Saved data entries
Segment Open

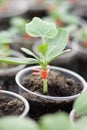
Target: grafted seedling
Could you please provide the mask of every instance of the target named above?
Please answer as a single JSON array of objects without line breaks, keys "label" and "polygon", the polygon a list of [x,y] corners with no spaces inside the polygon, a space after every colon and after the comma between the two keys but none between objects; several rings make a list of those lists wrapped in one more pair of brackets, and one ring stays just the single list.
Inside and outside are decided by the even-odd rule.
[{"label": "grafted seedling", "polygon": [[57,29],[54,23],[43,21],[38,17],[33,18],[31,22],[26,24],[26,32],[30,36],[41,37],[42,44],[38,46],[39,56],[35,55],[31,50],[21,48],[22,51],[33,56],[33,58],[0,57],[0,62],[5,62],[8,64],[38,63],[41,66],[41,71],[39,72],[43,79],[43,93],[47,93],[48,65],[51,61],[69,51],[63,51],[67,45],[68,32],[63,28]]}]

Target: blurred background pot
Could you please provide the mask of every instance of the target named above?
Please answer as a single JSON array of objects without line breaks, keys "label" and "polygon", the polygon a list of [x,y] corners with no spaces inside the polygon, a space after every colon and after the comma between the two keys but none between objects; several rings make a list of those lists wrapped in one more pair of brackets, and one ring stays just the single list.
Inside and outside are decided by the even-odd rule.
[{"label": "blurred background pot", "polygon": [[[23,54],[11,50],[11,56],[24,57]],[[0,63],[1,65],[1,63]],[[15,75],[18,71],[23,69],[25,65],[8,65],[6,68],[0,67],[0,86],[2,89],[18,92],[18,87],[15,83]]]},{"label": "blurred background pot", "polygon": [[23,118],[27,116],[29,108],[24,97],[13,92],[0,90],[0,117],[15,115]]},{"label": "blurred background pot", "polygon": [[6,0],[3,4],[6,8],[0,11],[1,28],[8,28],[10,18],[18,15],[24,15],[24,13],[28,11],[30,5],[32,5],[31,0]]}]

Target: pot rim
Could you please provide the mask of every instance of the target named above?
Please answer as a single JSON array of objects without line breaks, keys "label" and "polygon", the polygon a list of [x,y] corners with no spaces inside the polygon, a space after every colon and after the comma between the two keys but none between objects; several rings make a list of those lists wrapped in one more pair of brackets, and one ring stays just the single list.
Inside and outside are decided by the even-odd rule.
[{"label": "pot rim", "polygon": [[2,94],[9,94],[9,95],[12,95],[12,96],[17,97],[18,99],[20,99],[24,103],[25,108],[24,108],[24,111],[21,113],[21,115],[19,115],[19,118],[23,118],[23,117],[25,117],[27,115],[27,113],[29,112],[29,109],[30,109],[30,105],[29,105],[28,101],[24,97],[22,97],[19,94],[14,93],[14,92],[11,92],[11,91],[1,90],[1,93]]},{"label": "pot rim", "polygon": [[[42,94],[37,94],[37,93],[34,93],[28,89],[26,89],[25,87],[23,87],[23,85],[21,85],[20,83],[20,77],[27,71],[30,71],[32,68],[40,68],[40,66],[33,66],[33,67],[28,67],[28,68],[25,68],[23,70],[21,70],[20,72],[17,73],[16,77],[15,77],[15,80],[16,80],[16,83],[18,84],[18,86],[30,93],[31,95],[35,95],[35,96],[38,96],[38,97],[41,97],[41,98],[46,98],[46,99],[52,99],[52,100],[59,100],[59,101],[68,101],[68,100],[73,100],[75,98],[77,98],[80,93],[76,94],[76,95],[73,95],[73,96],[67,96],[67,97],[53,97],[53,96],[45,96],[45,95],[42,95]],[[75,76],[76,78],[78,78],[81,82],[82,82],[82,85],[83,85],[83,90],[82,92],[84,92],[86,89],[87,89],[87,84],[86,84],[86,81],[77,73],[73,72],[73,71],[70,71],[68,69],[64,69],[64,68],[61,68],[61,67],[54,67],[54,66],[50,66],[50,69],[55,69],[55,70],[59,70],[59,71],[62,71],[62,72],[65,72],[65,73],[68,73],[70,75],[73,75]]]},{"label": "pot rim", "polygon": [[75,109],[72,109],[69,114],[69,119],[72,124],[74,123],[74,114],[75,114]]},{"label": "pot rim", "polygon": [[[25,57],[22,53],[12,49],[11,49],[11,54],[21,58]],[[0,69],[0,76],[13,75],[13,74],[15,75],[19,70],[23,69],[24,67],[25,65],[17,65],[15,67],[7,68],[7,69]]]}]

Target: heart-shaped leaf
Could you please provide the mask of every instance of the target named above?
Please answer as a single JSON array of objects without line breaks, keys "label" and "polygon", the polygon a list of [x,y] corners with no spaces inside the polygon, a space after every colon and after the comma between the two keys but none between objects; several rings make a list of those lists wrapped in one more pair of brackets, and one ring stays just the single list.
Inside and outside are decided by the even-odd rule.
[{"label": "heart-shaped leaf", "polygon": [[57,29],[54,23],[34,17],[30,23],[26,24],[26,32],[33,37],[53,38],[57,34]]}]

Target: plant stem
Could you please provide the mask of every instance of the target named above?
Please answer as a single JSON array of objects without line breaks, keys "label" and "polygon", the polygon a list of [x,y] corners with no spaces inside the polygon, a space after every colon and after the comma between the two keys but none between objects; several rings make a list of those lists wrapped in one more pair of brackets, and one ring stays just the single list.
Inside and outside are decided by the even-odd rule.
[{"label": "plant stem", "polygon": [[43,93],[48,92],[47,79],[43,79]]}]

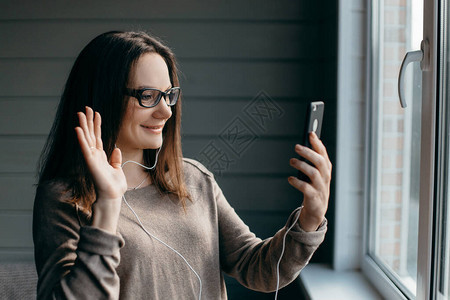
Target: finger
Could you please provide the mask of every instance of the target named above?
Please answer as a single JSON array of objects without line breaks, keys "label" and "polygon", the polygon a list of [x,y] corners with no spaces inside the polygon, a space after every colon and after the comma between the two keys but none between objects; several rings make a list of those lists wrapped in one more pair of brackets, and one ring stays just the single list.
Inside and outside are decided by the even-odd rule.
[{"label": "finger", "polygon": [[295,145],[295,152],[303,158],[310,161],[321,174],[329,176],[330,164],[329,160],[317,153],[316,151],[301,145]]},{"label": "finger", "polygon": [[322,143],[322,140],[319,139],[319,137],[315,132],[311,132],[309,136],[309,142],[311,143],[311,146],[317,153],[319,153],[320,155],[329,160],[327,148],[325,147],[325,145]]},{"label": "finger", "polygon": [[82,112],[79,112],[78,120],[80,122],[80,127],[83,130],[84,138],[85,138],[88,146],[91,147],[93,145],[93,141],[91,140],[90,135],[89,135],[89,129],[88,129],[88,125],[87,125],[86,115]]},{"label": "finger", "polygon": [[86,106],[86,119],[87,119],[89,136],[92,141],[92,146],[95,147],[94,111],[89,106]]},{"label": "finger", "polygon": [[122,152],[119,148],[114,148],[111,153],[111,158],[109,159],[111,166],[114,169],[122,168]]},{"label": "finger", "polygon": [[98,112],[95,112],[94,116],[95,147],[97,147],[97,149],[103,150],[101,126],[102,126],[102,118]]},{"label": "finger", "polygon": [[301,161],[296,158],[291,158],[289,160],[289,163],[292,167],[305,174],[310,179],[313,186],[320,187],[323,185],[322,174],[318,169],[314,168],[307,162]]},{"label": "finger", "polygon": [[86,160],[91,156],[91,149],[86,140],[86,136],[84,135],[84,130],[81,127],[75,127],[75,131],[77,133],[78,143],[80,144],[81,153]]},{"label": "finger", "polygon": [[317,137],[315,132],[311,132],[310,135],[310,143],[313,149],[322,155],[322,157],[325,159],[326,166],[328,167],[328,173],[331,174],[331,169],[333,165],[331,164],[330,158],[328,157],[327,148],[322,143],[322,141]]},{"label": "finger", "polygon": [[306,197],[313,195],[315,192],[315,189],[312,185],[310,185],[309,183],[300,180],[294,176],[289,176],[288,177],[288,182],[290,185],[292,185],[294,188],[296,188],[297,190],[299,190],[300,192],[303,193],[303,195]]}]

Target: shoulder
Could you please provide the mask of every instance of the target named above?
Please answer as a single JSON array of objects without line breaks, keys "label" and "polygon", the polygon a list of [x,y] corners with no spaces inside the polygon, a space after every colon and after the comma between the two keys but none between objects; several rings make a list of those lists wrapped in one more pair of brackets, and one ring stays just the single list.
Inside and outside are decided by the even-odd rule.
[{"label": "shoulder", "polygon": [[[76,204],[67,182],[51,181],[37,186],[33,206],[33,238],[45,242],[53,236],[55,245],[68,236],[78,239],[80,227],[90,224],[91,215]],[[57,247],[57,246],[55,246]]]},{"label": "shoulder", "polygon": [[213,173],[209,171],[201,162],[183,157],[183,167],[186,173],[197,173],[201,176],[214,177]]},{"label": "shoulder", "polygon": [[215,181],[214,174],[195,159],[183,157],[183,169],[188,186],[198,186],[201,183]]},{"label": "shoulder", "polygon": [[67,191],[69,184],[63,180],[47,180],[37,185],[37,189],[42,192],[58,192]]},{"label": "shoulder", "polygon": [[68,184],[62,181],[46,181],[38,184],[36,188],[36,200],[68,198]]},{"label": "shoulder", "polygon": [[71,210],[74,207],[70,201],[71,194],[68,184],[62,181],[47,181],[39,184],[34,198],[35,214],[62,208]]}]

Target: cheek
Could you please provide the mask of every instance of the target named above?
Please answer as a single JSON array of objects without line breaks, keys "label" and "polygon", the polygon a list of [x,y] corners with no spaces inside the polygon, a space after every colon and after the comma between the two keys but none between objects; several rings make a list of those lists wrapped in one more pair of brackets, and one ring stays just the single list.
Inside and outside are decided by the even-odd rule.
[{"label": "cheek", "polygon": [[136,119],[136,111],[132,105],[131,102],[128,102],[128,107],[127,107],[127,111],[125,113],[125,115],[123,116],[123,120],[122,120],[122,128],[124,130],[130,130],[130,128],[132,127],[134,120]]},{"label": "cheek", "polygon": [[133,119],[130,114],[124,116],[119,130],[119,136],[125,137],[133,130]]}]

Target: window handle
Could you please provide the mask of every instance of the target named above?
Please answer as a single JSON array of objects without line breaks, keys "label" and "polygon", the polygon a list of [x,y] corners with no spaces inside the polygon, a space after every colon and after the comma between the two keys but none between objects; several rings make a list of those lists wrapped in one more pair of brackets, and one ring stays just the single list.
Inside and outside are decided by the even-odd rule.
[{"label": "window handle", "polygon": [[400,105],[403,108],[406,108],[406,100],[404,94],[404,86],[405,86],[405,71],[406,67],[411,62],[422,61],[423,59],[423,51],[416,50],[407,52],[402,61],[402,66],[400,67],[400,73],[398,75],[398,97],[400,98]]},{"label": "window handle", "polygon": [[400,67],[400,73],[398,75],[398,97],[400,99],[400,105],[405,108],[406,100],[404,94],[405,85],[405,70],[410,62],[420,61],[420,69],[422,71],[427,71],[430,65],[430,46],[428,39],[425,39],[420,43],[420,50],[407,52],[402,61],[402,66]]}]

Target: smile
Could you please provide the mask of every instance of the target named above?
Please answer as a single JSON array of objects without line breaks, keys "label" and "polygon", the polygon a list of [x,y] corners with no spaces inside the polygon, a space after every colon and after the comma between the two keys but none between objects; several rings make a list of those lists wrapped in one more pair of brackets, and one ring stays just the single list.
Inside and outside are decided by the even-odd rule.
[{"label": "smile", "polygon": [[141,125],[142,128],[144,128],[146,131],[149,131],[151,133],[161,133],[164,125],[160,126],[145,126]]}]

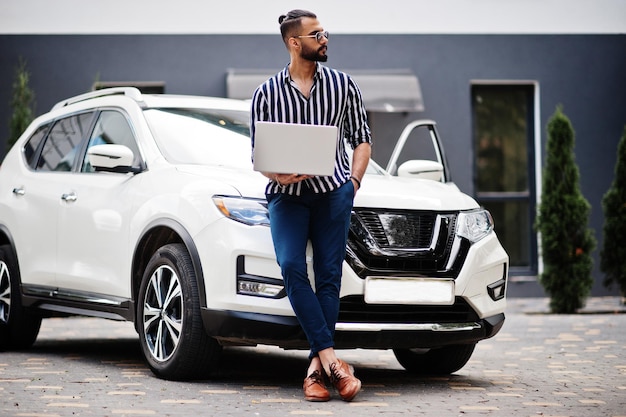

Segment Closed

▶ **Try it**:
Your task is to reproduce the entries above word for word, from the first line through the line with "Target: blurred background pot", and please leave out any pictures.

▶ **Output below**:
Target: grafted seedling
Could you please provide the mask of every instance of the target named above?
Please answer as a single JSON array of objects without line breaks, keys "label" and "polygon", the polygon a list of [x,y] corners with no spaces inside the polygon, a space after every colon and after the comma between the two keys but none between objects; several rings make a list of those lists wrapped in one more pair of brackets, and one ring stays just the single list.
Inside and outside are decided by the even-odd rule.
[{"label": "grafted seedling", "polygon": [[57,29],[54,23],[43,21],[38,17],[33,18],[31,22],[26,24],[26,32],[30,36],[41,37],[42,44],[38,46],[39,56],[35,55],[31,50],[21,48],[22,51],[33,56],[33,58],[0,57],[0,62],[5,62],[8,64],[38,63],[41,66],[41,71],[39,72],[43,79],[43,93],[47,93],[48,65],[51,61],[69,51],[63,51],[67,45],[68,32],[63,28]]}]

Target: blurred background pot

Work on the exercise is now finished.